**ASSIGNMENT**
Carry on the blog post about social media in search and rescue management from its final sentence, keeping its voice and subject.

Social Media in SAR Management: Getting The Word Out

Social Media in SAR Management: Getting The Word Out
Share designed by <a href="">Michael Rowe</a> from the <a href="">Noun Project</a>

I’ve been reading about “SMEM,” or Social Media in Emergency Management. It’s quite a buzz word, and there’s a LOT of talk on the internet about it. Our SAR team has had a few instances where it’s been useful, and I’ll talk about one context in this post.

Getting the Word Out

On a recent search we were looking for a missing person. The RCMP had put out a press release on their web site about his disappearance, but the local media had not noticed yet. Since this was an urban search, it would be useful for the public to know his description. While in the command truck, we posted a link to the press release on both Facebook and Twitter, and within 20 minutes the local radio was reporting it, and by the next day the information was in the newspaper.

Now what makes this a success story?

The key element of any piece of information is it’s veracity — is it true. On the internet, some information can become “viral” in that it spreads very quickly. News about a missing child is an example of this — in a recent case of a missing boy in BC it seemed that news of his disappearance was spreading across the country to places where he could not possibly have travelled to. What was troubling about that event was that the information that was being sent was not linked to a verifiable source — it did not have a citation.

As a SAR team, it’s not enough to post the information, you absolutely MUST link back to an authoritative source. Where the information came from is almost as important as the information itself. There are several reasons for this.

Linking to the Source

In the case of the missing man, our team posted that the RCMP had requested us to look for a missing person, and we included the link to the RCMP web site where the press release was posted. We resisted the urge to copy the information wholesale to our own web site, which would have driven traffic there and possibly increased the profile of the SAR team, but at the expense of clarity and veracity.

**DATA LISTING**
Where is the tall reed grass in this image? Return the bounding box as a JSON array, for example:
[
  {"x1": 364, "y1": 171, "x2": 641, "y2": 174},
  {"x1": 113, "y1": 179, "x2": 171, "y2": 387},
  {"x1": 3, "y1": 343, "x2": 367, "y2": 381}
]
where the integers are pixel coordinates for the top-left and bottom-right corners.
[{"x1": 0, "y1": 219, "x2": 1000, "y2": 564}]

**RESPONSE TO THIS EXERCISE**
The reasons for insisting on posting the link to the authoritative source are:

  1. People receiving the tweet or Facebook update could easily verify the information by the link back to the original.
  2. There was no possibility of error introduced by transcription, or typos.
  3. If any of the information changed, it could be changed by the authorities responsible. Updates to the original release often lag of there are many locations that need to be updated.
  4. If any tips come in they should go straight to the police, not the SAR team. The possibility that the information could go “viral” could swamp the team’s email and twitter with tips. The police are better suited to deal with this.
  5. Responsibility for the disseminating the information clearly lies with the police.

Information disseminated by a SAR team sometimes has the appearance of coming from an authority, but in BC we derive our authority from the police of jurisdiction. SAR teams have no authority to perform searches or release information without being directed by the police, fire department, ambulance service, or coroner’s office.

In particular, any releases of information identifying the subject should be clearly labelled as originating from the relevant authority, and should whenever possible link back to the originating request on the authority’s web site.